PROMPT → Return each line, exactly as given, from the one containing "For every instance of the cave" through the end of the entries below, and skip the rest.

EXERCISE INPUT Start Marker

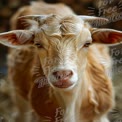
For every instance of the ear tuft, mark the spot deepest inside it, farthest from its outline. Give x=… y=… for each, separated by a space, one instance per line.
x=16 y=38
x=106 y=36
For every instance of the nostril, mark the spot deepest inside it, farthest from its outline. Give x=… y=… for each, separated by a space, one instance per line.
x=64 y=74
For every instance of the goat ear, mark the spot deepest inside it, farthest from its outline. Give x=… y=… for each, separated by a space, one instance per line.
x=106 y=36
x=16 y=38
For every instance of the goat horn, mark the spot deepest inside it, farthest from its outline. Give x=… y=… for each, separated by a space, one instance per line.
x=33 y=17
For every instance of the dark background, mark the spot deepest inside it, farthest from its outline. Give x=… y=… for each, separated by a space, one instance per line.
x=106 y=8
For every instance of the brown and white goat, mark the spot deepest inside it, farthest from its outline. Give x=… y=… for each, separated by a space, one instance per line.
x=64 y=75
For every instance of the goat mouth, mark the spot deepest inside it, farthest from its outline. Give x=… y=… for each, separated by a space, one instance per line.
x=63 y=84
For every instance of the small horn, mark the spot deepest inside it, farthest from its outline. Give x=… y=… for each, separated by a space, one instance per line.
x=95 y=21
x=33 y=17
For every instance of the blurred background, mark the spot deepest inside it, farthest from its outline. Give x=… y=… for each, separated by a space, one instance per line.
x=111 y=9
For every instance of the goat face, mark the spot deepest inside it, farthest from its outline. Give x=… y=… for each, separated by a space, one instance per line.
x=62 y=45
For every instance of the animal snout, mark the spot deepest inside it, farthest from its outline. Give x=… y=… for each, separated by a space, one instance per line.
x=63 y=74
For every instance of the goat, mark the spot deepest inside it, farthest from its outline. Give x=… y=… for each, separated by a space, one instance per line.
x=60 y=64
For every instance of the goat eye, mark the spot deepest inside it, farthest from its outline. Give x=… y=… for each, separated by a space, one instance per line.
x=87 y=44
x=38 y=45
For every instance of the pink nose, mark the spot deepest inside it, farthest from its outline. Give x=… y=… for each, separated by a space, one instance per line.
x=63 y=74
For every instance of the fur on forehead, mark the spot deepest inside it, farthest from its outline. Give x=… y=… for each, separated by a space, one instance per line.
x=60 y=26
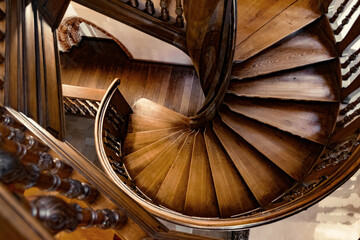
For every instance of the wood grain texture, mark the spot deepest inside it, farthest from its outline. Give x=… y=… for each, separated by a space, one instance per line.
x=140 y=123
x=139 y=160
x=172 y=192
x=200 y=194
x=175 y=87
x=152 y=177
x=292 y=154
x=311 y=83
x=137 y=140
x=293 y=18
x=310 y=120
x=302 y=48
x=232 y=194
x=265 y=180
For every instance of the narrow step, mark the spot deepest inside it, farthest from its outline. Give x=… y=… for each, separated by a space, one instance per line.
x=232 y=194
x=311 y=83
x=200 y=194
x=310 y=120
x=145 y=107
x=137 y=140
x=139 y=160
x=151 y=178
x=292 y=154
x=265 y=180
x=172 y=192
x=140 y=123
x=304 y=47
x=296 y=16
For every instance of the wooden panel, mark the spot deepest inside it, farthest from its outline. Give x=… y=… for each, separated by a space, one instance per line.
x=265 y=180
x=151 y=178
x=139 y=160
x=172 y=192
x=296 y=16
x=200 y=194
x=315 y=82
x=312 y=120
x=303 y=48
x=292 y=154
x=232 y=194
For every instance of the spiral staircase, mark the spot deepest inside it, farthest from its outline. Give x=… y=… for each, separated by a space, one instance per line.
x=272 y=126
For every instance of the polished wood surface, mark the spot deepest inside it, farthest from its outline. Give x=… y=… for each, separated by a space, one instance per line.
x=313 y=121
x=304 y=47
x=291 y=19
x=175 y=87
x=265 y=180
x=311 y=83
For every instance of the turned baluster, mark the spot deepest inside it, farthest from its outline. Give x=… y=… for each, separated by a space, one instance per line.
x=133 y=3
x=164 y=11
x=179 y=11
x=339 y=11
x=44 y=160
x=351 y=71
x=149 y=7
x=13 y=171
x=57 y=215
x=350 y=59
x=347 y=18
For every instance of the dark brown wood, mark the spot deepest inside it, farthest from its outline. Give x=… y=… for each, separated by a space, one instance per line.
x=53 y=11
x=138 y=19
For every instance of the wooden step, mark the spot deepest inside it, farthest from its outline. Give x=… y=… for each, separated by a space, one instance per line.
x=151 y=178
x=145 y=107
x=302 y=48
x=279 y=25
x=232 y=194
x=311 y=83
x=310 y=120
x=292 y=154
x=139 y=160
x=137 y=140
x=265 y=180
x=140 y=123
x=172 y=192
x=200 y=194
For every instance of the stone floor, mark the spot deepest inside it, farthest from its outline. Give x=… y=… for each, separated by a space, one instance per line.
x=337 y=217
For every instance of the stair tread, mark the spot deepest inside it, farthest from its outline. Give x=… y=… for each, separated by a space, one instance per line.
x=231 y=191
x=312 y=83
x=292 y=154
x=310 y=120
x=265 y=180
x=293 y=18
x=200 y=194
x=139 y=160
x=145 y=107
x=137 y=140
x=151 y=178
x=139 y=123
x=302 y=48
x=172 y=192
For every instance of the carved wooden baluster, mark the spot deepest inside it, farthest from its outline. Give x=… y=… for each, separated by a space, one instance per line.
x=347 y=18
x=164 y=11
x=44 y=160
x=339 y=11
x=149 y=7
x=350 y=59
x=350 y=106
x=352 y=70
x=179 y=11
x=13 y=171
x=57 y=215
x=133 y=3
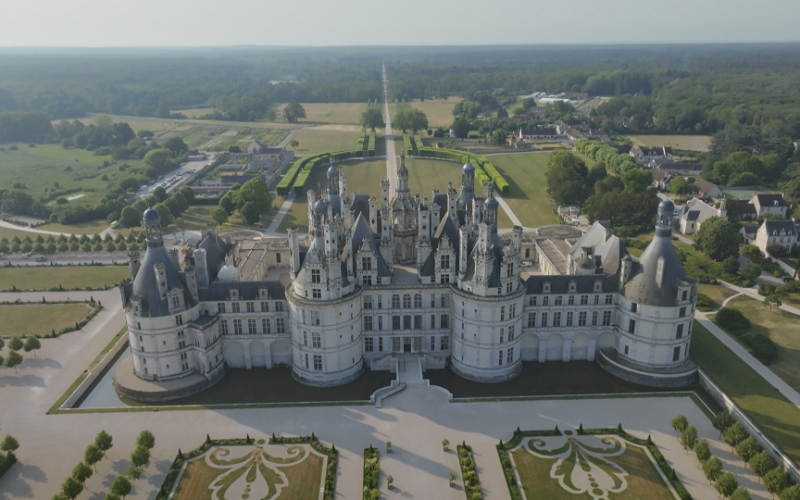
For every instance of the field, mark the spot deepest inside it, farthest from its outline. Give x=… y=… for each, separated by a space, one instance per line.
x=527 y=195
x=314 y=141
x=40 y=319
x=536 y=475
x=46 y=277
x=438 y=111
x=255 y=474
x=784 y=329
x=331 y=112
x=775 y=415
x=690 y=142
x=50 y=169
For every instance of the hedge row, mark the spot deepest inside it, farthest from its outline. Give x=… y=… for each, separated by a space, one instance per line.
x=371 y=470
x=503 y=450
x=372 y=139
x=484 y=170
x=472 y=485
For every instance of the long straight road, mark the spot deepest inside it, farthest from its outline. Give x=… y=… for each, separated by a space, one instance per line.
x=391 y=158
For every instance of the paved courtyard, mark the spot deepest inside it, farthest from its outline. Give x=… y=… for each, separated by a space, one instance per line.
x=415 y=421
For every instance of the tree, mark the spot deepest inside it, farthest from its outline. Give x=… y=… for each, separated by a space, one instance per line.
x=71 y=487
x=410 y=119
x=121 y=486
x=567 y=178
x=140 y=456
x=679 y=423
x=13 y=359
x=104 y=441
x=702 y=451
x=219 y=215
x=712 y=468
x=775 y=480
x=726 y=485
x=146 y=439
x=718 y=239
x=689 y=437
x=165 y=213
x=32 y=344
x=372 y=118
x=747 y=449
x=250 y=213
x=82 y=472
x=9 y=444
x=254 y=191
x=735 y=434
x=92 y=455
x=761 y=463
x=15 y=343
x=293 y=112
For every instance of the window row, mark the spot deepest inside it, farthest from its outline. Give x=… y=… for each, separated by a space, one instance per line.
x=536 y=320
x=250 y=306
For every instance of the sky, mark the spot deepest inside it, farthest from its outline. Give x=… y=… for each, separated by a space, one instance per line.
x=160 y=23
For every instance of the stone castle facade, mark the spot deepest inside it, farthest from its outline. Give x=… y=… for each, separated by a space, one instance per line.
x=427 y=276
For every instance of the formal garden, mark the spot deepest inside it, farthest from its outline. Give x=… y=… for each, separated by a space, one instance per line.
x=283 y=468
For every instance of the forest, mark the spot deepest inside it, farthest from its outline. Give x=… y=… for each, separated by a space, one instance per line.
x=666 y=89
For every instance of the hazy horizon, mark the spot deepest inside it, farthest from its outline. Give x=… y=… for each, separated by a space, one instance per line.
x=318 y=23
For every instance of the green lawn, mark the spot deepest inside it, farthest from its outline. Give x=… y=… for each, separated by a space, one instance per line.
x=527 y=195
x=775 y=415
x=46 y=277
x=314 y=141
x=331 y=112
x=784 y=329
x=40 y=319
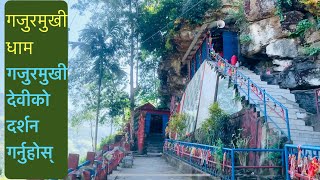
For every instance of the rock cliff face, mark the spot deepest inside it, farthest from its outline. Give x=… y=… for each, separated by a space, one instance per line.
x=272 y=51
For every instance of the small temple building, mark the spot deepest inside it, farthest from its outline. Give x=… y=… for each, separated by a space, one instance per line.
x=149 y=129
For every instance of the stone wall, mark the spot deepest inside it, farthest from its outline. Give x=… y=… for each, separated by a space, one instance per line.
x=272 y=48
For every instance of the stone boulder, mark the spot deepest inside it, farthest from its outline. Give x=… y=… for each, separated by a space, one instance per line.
x=259 y=9
x=313 y=37
x=281 y=65
x=262 y=33
x=303 y=74
x=282 y=48
x=291 y=19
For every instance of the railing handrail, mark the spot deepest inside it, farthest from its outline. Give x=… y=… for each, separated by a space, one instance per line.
x=202 y=162
x=227 y=149
x=265 y=93
x=296 y=152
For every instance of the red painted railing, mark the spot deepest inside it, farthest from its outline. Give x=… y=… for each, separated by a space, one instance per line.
x=97 y=165
x=317 y=96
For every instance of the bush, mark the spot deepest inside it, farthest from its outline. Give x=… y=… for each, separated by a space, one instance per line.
x=107 y=140
x=177 y=124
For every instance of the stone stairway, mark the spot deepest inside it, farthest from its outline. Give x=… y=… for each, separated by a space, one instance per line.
x=300 y=133
x=154 y=143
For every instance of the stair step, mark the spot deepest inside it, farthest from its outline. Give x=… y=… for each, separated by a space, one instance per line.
x=300 y=133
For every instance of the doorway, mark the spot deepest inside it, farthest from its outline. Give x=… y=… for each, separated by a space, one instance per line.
x=156 y=124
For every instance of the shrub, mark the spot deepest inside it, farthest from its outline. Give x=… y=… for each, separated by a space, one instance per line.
x=177 y=124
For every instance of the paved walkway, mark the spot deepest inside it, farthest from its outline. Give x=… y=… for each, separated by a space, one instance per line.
x=149 y=168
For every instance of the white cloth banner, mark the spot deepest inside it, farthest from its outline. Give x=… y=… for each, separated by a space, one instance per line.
x=199 y=95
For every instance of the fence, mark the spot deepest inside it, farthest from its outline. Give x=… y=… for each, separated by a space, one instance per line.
x=97 y=165
x=226 y=163
x=317 y=96
x=273 y=110
x=302 y=162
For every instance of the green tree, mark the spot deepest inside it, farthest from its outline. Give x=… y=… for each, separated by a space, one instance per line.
x=99 y=47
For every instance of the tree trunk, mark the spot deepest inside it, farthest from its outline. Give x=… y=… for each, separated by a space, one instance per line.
x=131 y=73
x=98 y=106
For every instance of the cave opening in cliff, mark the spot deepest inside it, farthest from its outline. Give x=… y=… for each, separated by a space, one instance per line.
x=225 y=42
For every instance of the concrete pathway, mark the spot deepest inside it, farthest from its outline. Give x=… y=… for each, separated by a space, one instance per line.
x=149 y=168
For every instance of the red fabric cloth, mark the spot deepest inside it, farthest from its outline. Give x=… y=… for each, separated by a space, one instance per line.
x=234 y=60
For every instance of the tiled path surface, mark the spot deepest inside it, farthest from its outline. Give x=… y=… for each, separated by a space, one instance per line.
x=149 y=168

EXERCISE INPUT End Marker

ANSWER TO THE PROBLEM →
For every instance of the cave opening in cliff, mark the spot deepest inside it, farthest from its outline. Give x=… y=… for each, separated by a space, one instance per line.
x=225 y=42
For every instance of the concrete pathway, mark the spot deepest inside it, farthest from its outline. Give x=… y=… for each, separated by a space, one instance per line.
x=149 y=168
For every instance of the red fabric cloth, mark the spot deepest inside it, farthest from its outline. Give x=… y=… for each, separated by a space, one instance per line.
x=234 y=60
For every instance of the tiled path surface, mark the spot deepest inside it, farthest from its outline. Give x=… y=… for each, separated by a space, one instance per line.
x=149 y=168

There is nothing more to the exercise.